## [Your goal]
Print exactly, and only, the lines running from the line containing "the main wheel" through the end of the records below.
## start Records for the exercise
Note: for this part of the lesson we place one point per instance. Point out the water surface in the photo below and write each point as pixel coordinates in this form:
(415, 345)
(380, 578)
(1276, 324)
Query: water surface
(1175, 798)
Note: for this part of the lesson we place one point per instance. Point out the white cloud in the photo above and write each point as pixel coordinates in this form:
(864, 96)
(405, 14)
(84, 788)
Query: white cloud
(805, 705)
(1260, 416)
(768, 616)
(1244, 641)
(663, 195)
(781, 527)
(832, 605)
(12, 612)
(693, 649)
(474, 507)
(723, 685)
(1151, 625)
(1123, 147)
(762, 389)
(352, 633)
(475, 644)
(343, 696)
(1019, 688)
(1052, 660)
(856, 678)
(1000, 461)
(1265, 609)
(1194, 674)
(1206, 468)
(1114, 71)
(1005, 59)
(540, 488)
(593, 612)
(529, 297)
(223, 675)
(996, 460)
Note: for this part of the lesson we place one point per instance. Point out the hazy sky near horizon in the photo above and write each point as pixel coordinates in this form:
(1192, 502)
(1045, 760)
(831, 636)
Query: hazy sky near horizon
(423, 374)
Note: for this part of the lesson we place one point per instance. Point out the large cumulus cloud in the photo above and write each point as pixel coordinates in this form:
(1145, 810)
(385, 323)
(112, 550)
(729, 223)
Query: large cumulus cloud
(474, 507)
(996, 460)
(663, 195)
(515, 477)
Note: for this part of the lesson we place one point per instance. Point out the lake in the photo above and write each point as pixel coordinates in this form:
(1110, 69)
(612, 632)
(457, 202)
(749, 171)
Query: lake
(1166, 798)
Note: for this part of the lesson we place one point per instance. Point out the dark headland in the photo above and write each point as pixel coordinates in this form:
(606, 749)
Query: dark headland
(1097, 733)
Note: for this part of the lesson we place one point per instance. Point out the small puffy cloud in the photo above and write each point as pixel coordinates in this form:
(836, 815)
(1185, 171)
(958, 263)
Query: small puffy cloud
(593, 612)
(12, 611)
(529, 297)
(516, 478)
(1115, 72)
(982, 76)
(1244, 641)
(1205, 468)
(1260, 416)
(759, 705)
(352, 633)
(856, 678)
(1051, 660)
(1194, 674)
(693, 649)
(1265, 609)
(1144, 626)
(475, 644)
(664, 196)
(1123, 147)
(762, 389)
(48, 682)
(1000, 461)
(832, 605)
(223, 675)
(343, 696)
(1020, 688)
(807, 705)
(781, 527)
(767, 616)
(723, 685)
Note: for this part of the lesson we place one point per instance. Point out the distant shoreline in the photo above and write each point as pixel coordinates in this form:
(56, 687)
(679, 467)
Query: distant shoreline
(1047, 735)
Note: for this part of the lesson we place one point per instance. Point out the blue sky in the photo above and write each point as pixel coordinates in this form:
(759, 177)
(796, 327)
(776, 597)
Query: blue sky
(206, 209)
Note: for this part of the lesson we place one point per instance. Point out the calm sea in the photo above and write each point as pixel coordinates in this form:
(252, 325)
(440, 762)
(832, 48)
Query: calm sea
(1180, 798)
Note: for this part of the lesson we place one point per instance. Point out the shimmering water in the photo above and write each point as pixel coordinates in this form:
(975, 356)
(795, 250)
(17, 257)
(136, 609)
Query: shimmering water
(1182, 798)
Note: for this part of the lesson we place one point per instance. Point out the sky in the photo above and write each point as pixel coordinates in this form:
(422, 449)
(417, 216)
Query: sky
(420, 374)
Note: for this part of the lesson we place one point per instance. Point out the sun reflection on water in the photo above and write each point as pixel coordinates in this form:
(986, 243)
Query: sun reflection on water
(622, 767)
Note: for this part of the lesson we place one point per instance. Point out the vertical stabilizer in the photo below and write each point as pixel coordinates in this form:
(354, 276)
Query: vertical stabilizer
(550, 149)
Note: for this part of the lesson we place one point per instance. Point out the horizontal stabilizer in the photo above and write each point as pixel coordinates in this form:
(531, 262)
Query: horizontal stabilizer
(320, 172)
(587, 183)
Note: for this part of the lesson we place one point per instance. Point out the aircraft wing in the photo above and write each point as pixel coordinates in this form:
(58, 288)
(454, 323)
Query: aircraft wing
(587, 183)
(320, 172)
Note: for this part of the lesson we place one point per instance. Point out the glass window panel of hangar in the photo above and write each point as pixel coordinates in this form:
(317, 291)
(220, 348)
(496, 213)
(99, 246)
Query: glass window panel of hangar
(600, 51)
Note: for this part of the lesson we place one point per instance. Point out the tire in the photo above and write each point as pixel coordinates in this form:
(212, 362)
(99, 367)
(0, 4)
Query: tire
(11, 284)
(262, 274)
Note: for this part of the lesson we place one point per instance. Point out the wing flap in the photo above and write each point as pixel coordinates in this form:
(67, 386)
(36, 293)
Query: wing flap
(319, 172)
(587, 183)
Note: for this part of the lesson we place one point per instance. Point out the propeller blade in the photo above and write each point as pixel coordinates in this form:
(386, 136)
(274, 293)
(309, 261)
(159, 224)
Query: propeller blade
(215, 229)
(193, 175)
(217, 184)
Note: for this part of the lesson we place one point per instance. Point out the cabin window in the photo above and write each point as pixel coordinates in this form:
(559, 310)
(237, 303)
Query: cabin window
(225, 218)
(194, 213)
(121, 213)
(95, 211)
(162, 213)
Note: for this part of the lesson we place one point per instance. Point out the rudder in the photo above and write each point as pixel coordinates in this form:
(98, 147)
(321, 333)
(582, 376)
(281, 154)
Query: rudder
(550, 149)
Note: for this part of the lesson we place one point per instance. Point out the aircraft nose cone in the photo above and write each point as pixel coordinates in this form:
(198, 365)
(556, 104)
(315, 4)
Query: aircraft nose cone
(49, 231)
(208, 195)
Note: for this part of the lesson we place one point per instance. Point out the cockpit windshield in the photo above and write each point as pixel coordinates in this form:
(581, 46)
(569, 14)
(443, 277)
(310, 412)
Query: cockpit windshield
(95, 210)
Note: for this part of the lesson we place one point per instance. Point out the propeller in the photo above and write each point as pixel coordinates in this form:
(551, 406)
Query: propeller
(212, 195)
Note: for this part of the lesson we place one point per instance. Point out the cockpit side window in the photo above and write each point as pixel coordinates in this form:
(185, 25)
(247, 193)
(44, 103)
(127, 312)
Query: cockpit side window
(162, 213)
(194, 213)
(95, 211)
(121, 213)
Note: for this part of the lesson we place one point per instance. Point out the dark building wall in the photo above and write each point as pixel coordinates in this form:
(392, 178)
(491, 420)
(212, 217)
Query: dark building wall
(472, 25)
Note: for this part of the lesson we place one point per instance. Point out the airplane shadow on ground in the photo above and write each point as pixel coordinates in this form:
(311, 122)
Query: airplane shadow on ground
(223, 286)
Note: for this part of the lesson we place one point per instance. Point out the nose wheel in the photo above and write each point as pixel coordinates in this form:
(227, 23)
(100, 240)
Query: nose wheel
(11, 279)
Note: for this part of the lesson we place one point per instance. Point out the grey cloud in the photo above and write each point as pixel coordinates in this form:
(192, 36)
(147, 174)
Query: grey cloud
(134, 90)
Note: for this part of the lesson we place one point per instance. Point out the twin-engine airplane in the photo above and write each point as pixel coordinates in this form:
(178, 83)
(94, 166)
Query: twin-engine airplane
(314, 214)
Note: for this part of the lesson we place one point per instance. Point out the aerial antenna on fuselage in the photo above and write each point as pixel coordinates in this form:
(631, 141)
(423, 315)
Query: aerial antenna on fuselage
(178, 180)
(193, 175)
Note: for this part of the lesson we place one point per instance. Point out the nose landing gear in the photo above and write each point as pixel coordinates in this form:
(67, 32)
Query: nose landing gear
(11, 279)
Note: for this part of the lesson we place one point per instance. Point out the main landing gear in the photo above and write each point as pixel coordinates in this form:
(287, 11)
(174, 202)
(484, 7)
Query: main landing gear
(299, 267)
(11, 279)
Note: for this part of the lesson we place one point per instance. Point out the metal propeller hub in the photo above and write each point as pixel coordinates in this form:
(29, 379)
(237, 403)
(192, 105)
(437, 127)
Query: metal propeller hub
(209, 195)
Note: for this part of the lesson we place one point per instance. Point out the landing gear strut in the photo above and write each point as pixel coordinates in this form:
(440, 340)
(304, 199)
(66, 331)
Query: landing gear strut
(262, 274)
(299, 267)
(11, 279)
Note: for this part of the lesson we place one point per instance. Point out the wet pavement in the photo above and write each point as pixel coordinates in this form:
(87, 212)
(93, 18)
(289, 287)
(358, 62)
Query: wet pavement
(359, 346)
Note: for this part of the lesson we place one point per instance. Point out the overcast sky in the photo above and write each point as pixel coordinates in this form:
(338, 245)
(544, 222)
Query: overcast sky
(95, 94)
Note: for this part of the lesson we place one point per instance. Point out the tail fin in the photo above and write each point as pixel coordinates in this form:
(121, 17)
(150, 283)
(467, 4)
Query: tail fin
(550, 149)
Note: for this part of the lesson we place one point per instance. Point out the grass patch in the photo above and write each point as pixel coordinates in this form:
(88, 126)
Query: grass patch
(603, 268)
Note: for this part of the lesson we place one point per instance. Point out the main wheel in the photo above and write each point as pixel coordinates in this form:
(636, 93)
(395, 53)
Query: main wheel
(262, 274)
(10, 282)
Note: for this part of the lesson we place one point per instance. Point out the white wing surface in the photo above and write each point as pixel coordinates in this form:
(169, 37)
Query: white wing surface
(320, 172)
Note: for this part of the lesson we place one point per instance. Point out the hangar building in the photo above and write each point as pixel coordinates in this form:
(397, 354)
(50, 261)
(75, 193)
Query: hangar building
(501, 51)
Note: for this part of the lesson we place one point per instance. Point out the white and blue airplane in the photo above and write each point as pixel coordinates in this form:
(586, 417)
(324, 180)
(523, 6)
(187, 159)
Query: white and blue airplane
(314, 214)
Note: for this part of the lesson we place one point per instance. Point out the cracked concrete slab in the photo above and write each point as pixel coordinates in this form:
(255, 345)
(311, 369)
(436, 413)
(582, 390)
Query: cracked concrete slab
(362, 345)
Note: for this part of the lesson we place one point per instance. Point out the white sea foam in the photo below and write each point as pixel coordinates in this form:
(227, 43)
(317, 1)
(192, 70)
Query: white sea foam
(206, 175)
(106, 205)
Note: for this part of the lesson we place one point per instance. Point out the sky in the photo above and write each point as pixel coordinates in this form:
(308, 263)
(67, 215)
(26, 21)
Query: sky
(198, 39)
## end Records for the exercise
## [Completed exercise]
Note: for this part of the lesson we place one point per instance. Point out the main wheel in the photo above and write each point as pixel coordinates in this form:
(636, 93)
(395, 53)
Query: main wheel
(262, 274)
(10, 282)
Note: for this part of the lesson we place one point per instance. Point out the white wing surface in the photo above and write each point as pixel coordinates in this form:
(169, 37)
Query: white wing surface
(320, 172)
Note: for this part of the lesson we place one point per instance. Point out the hangar building in the photo above and write each point as pixel coordinates in this form:
(397, 354)
(50, 261)
(75, 193)
Query: hangar building
(501, 51)
Note: for this part of the lesson we place one point per instance. Point out the white and blue airplane in the photo above and write each point as pixel coordinates in this form:
(586, 417)
(324, 180)
(523, 6)
(187, 159)
Query: white and blue airplane
(314, 214)
Note: for this part of the lesson we place one point per instance. Point out the cracked concrete slab in the photo above and write each point as pixel coordinates in this form:
(255, 345)
(311, 369)
(436, 413)
(582, 390)
Query: cracked concrete slab
(362, 345)
Note: for this part of the lesson we place one point per instance. Point out the white sea foam in the photo below and write each point as pixel coordinates in this form:
(227, 43)
(317, 1)
(192, 70)
Query: white sea foam
(206, 175)
(106, 205)
Note: for this part of the lesson we place one point per instance. Point out the sky in the photo above and write each point as pixel coordinates in this form:
(308, 263)
(67, 215)
(26, 21)
Query: sky
(198, 39)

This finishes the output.